##### INFORMAÇÕES FORNECIDAS #####

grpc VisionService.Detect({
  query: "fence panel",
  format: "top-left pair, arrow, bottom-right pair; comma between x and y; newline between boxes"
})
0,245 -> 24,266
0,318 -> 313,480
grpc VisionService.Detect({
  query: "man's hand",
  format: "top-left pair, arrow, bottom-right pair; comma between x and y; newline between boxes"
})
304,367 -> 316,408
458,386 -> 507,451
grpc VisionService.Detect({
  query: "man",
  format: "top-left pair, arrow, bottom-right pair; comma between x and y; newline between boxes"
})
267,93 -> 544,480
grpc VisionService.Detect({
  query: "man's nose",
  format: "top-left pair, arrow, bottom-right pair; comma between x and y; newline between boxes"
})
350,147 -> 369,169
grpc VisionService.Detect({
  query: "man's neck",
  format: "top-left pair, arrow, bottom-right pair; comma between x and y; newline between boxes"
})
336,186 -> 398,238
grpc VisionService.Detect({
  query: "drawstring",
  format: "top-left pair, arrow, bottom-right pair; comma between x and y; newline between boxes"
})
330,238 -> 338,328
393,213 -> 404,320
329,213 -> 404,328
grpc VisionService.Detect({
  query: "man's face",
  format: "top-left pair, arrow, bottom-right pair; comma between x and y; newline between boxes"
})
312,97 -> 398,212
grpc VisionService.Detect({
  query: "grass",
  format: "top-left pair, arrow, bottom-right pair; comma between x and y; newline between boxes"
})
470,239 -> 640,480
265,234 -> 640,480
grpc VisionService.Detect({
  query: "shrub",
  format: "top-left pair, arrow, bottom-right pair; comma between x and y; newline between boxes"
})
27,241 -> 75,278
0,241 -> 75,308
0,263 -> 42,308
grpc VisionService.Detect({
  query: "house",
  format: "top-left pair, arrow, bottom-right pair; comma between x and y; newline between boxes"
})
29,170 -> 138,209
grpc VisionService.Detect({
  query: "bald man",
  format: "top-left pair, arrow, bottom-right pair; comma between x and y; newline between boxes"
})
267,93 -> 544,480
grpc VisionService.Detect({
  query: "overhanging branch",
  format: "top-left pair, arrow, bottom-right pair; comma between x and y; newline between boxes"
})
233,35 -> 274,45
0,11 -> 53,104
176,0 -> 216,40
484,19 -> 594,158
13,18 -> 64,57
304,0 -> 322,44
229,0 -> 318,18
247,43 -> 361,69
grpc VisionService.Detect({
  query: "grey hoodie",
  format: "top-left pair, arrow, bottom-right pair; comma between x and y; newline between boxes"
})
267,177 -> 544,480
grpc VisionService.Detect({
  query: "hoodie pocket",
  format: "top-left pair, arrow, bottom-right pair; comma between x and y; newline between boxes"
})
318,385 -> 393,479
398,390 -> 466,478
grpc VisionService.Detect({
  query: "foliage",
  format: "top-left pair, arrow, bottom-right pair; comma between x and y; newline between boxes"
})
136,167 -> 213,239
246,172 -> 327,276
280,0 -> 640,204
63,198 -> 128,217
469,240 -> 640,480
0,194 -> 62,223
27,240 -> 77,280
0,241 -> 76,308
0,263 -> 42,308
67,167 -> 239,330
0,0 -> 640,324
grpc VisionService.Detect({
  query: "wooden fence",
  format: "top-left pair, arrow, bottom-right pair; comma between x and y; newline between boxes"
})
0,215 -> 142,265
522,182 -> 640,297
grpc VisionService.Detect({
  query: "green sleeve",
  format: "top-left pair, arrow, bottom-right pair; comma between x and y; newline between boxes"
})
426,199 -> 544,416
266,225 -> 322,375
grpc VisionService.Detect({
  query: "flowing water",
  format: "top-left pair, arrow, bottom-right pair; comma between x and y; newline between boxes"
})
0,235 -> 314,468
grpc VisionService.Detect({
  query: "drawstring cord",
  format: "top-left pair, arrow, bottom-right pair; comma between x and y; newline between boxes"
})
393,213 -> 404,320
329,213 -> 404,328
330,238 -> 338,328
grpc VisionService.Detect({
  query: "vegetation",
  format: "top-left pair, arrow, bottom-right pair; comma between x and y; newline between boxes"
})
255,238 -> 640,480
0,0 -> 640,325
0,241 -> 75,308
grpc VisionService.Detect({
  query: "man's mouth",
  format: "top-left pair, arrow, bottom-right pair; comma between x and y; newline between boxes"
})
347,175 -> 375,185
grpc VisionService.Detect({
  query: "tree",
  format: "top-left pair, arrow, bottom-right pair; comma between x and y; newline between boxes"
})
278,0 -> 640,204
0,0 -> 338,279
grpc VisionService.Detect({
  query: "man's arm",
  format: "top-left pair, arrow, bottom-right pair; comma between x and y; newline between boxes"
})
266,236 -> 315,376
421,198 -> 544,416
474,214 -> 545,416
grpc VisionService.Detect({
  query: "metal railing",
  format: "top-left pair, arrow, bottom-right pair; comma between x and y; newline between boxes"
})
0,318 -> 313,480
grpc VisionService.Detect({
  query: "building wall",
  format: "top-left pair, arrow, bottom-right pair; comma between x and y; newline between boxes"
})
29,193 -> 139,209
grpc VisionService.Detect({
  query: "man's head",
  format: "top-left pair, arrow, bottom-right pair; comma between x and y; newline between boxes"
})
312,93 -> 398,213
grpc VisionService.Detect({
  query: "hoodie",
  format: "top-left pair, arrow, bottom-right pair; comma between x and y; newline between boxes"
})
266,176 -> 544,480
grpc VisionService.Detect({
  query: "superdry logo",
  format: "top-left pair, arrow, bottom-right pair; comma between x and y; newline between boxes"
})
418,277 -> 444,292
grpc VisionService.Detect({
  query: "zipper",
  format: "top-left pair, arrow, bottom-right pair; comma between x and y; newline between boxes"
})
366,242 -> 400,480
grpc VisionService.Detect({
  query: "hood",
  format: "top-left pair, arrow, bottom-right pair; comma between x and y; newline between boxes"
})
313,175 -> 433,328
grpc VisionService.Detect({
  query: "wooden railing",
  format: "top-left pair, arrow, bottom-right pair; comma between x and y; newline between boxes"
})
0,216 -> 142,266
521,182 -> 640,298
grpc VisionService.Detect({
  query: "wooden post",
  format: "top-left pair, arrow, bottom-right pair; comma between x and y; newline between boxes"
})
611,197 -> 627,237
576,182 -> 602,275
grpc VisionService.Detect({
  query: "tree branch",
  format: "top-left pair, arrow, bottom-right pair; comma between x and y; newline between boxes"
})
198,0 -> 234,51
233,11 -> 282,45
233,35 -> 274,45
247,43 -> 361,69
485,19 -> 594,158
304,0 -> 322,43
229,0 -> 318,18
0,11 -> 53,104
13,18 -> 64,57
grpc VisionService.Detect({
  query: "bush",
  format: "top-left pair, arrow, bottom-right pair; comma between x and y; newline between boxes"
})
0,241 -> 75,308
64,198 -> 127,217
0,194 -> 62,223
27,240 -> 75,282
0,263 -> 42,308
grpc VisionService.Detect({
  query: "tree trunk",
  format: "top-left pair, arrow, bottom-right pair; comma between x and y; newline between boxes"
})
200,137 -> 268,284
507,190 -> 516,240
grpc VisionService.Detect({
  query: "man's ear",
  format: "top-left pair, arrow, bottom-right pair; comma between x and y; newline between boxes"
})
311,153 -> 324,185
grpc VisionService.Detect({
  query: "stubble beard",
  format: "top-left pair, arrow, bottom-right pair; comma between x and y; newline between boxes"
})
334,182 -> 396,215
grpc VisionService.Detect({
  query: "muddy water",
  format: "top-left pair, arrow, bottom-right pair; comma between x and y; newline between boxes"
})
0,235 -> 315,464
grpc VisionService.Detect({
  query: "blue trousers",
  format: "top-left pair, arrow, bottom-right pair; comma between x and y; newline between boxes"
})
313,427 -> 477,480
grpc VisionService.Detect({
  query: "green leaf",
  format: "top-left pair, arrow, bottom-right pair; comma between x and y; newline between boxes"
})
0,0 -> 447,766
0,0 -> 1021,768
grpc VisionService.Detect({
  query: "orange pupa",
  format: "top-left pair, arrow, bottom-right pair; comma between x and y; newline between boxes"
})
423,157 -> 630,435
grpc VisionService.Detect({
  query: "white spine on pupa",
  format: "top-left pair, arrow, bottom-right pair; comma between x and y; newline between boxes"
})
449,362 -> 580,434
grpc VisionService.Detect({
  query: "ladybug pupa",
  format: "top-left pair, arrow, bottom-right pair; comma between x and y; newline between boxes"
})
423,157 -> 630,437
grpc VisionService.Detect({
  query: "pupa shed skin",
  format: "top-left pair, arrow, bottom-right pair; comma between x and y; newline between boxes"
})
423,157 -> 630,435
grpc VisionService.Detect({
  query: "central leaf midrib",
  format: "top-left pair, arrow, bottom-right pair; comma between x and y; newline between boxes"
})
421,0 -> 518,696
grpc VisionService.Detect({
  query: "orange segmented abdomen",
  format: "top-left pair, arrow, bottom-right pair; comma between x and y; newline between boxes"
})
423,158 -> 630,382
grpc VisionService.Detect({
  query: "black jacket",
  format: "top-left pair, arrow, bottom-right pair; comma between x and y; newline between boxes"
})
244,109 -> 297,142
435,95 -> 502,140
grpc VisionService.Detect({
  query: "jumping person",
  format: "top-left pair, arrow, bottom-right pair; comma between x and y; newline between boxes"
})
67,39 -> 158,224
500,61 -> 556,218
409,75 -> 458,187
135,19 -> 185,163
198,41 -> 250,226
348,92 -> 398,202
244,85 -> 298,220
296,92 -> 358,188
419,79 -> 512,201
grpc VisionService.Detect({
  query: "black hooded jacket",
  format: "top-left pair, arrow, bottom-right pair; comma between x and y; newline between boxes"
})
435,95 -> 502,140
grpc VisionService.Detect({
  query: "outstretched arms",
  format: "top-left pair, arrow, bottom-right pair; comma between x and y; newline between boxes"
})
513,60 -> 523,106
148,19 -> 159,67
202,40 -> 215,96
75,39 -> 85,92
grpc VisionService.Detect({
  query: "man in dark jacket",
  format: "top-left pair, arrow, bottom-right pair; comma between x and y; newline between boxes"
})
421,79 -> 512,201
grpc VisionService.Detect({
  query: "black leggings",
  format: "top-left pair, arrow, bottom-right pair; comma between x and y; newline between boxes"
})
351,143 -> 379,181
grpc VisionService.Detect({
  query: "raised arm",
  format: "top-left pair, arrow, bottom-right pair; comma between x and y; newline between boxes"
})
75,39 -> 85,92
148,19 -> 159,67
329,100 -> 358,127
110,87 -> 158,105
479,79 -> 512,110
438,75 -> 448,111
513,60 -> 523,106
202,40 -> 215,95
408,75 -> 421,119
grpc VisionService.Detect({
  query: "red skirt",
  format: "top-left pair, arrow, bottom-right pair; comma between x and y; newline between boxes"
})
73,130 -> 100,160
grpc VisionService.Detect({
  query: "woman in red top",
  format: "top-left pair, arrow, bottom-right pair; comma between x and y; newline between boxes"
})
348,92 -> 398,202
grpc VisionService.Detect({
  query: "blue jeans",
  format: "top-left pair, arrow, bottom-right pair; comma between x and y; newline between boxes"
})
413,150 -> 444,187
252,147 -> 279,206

#####

O QUE FAZER: Informe quantas linhas dos registros contêm a palavra "orange", levando em conta a diferença entre maiúsculas e minúsculas. Dê somente o número.

RESULTADO DO EXERCÍCIO: 2